- _CHALLENGE_:
Return the items below as a JSON list of strings, with one string for each line and no blank lines.

- _DATASET ENTRIES_:
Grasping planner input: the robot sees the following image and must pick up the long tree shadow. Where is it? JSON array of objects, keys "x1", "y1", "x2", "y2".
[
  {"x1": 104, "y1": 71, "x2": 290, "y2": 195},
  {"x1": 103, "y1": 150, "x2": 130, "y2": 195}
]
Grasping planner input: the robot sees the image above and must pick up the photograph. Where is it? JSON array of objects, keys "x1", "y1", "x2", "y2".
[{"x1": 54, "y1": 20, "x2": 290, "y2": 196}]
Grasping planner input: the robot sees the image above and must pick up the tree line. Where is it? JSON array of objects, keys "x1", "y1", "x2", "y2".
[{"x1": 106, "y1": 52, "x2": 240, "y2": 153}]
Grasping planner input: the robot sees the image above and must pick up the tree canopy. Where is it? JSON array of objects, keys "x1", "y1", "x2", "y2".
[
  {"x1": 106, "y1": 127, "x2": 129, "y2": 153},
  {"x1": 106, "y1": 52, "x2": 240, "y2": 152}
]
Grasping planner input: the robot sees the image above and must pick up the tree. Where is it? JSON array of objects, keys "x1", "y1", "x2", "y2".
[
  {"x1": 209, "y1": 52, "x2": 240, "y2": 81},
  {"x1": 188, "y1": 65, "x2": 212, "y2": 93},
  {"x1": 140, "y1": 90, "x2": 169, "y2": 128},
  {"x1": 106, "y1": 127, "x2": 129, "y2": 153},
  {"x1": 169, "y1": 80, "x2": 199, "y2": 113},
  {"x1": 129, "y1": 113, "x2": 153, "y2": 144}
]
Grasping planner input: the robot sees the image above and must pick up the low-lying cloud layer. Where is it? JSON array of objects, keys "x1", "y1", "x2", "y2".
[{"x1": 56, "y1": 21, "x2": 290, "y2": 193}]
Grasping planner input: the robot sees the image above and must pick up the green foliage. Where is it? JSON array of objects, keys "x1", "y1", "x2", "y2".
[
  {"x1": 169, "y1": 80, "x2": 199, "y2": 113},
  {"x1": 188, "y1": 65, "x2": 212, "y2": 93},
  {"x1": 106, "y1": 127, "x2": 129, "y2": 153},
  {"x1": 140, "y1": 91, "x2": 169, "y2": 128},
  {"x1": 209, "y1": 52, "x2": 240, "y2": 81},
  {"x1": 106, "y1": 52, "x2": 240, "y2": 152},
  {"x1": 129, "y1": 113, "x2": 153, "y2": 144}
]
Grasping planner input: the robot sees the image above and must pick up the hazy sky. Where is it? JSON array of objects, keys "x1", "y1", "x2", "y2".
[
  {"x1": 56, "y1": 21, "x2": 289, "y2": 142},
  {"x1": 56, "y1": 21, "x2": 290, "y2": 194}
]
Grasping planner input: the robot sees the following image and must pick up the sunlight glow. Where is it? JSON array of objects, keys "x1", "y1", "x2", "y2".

- _FINAL ANSWER_:
[
  "Grasping planner input: the robot sees the following image and must pick up the long tree shadow. Where is it? JSON array of objects, keys \"x1\", \"y1\", \"x2\", \"y2\".",
  "[",
  "  {\"x1\": 104, \"y1\": 71, \"x2\": 290, \"y2\": 195},",
  "  {\"x1\": 103, \"y1\": 150, \"x2\": 130, \"y2\": 195}",
  "]",
  "Grasping planner input: the robot sees the image above and must pick up the photograph. Where is it? JSON array of objects, keys \"x1\", \"y1\", \"x2\", \"y2\".",
  "[{\"x1\": 54, \"y1\": 20, \"x2\": 290, \"y2\": 196}]",
  "Grasping planner input: the robot sees the image above and must pick up the tree line. Where is it? JSON array of objects, keys \"x1\", \"y1\", \"x2\", \"y2\".",
  "[{\"x1\": 106, \"y1\": 52, \"x2\": 240, \"y2\": 153}]",
  "Grasping planner input: the robot sees the image above and must pick up the tree canopy. Where is it? JSON array of objects, keys \"x1\", \"y1\", \"x2\", \"y2\".",
  "[",
  "  {\"x1\": 106, \"y1\": 127, \"x2\": 129, \"y2\": 153},",
  "  {\"x1\": 106, \"y1\": 52, \"x2\": 240, \"y2\": 152}",
  "]",
  "Grasping planner input: the robot sees the image above and must pick up the tree. Where is it? JSON array of objects, keys \"x1\", \"y1\", \"x2\", \"y2\".",
  "[",
  "  {\"x1\": 209, \"y1\": 52, \"x2\": 240, \"y2\": 81},",
  "  {\"x1\": 188, \"y1\": 65, \"x2\": 212, \"y2\": 93},",
  "  {\"x1\": 140, \"y1\": 90, \"x2\": 169, \"y2\": 128},",
  "  {\"x1\": 106, \"y1\": 127, \"x2\": 129, \"y2\": 153},",
  "  {\"x1\": 169, \"y1\": 80, \"x2\": 199, \"y2\": 113},",
  "  {\"x1\": 129, \"y1\": 113, \"x2\": 153, \"y2\": 144}",
  "]",
  "Grasping planner input: the robot sees the image above and must pick up the low-lying cloud layer. Where is it? JSON array of objects, keys \"x1\", \"y1\", \"x2\", \"y2\".",
  "[{\"x1\": 56, \"y1\": 21, \"x2\": 290, \"y2\": 193}]",
  "Grasping planner input: the robot sees the image above and must pick up the green foliage. Where is it? JSON array of objects, keys \"x1\", \"y1\", \"x2\", \"y2\".",
  "[",
  "  {\"x1\": 169, \"y1\": 80, \"x2\": 199, \"y2\": 113},",
  "  {\"x1\": 188, \"y1\": 65, \"x2\": 212, \"y2\": 93},",
  "  {\"x1\": 106, \"y1\": 127, \"x2\": 129, \"y2\": 153},",
  "  {\"x1\": 140, \"y1\": 91, \"x2\": 169, \"y2\": 128},",
  "  {\"x1\": 209, \"y1\": 52, \"x2\": 240, \"y2\": 81},",
  "  {\"x1\": 106, \"y1\": 52, \"x2\": 240, \"y2\": 152},",
  "  {\"x1\": 129, \"y1\": 113, \"x2\": 153, \"y2\": 144}",
  "]",
  "Grasping planner input: the robot sees the image above and must pick up the hazy sky. Where is it? JSON array of objects, keys \"x1\", \"y1\", \"x2\", \"y2\".",
  "[",
  "  {\"x1\": 56, \"y1\": 21, \"x2\": 289, \"y2\": 142},",
  "  {\"x1\": 56, \"y1\": 21, \"x2\": 290, \"y2\": 194}",
  "]",
  "Grasping planner input: the robot sees the following image and must pick up the sunlight glow. Where is it? JSON array of objects, keys \"x1\", \"y1\", \"x2\", \"y2\"."
]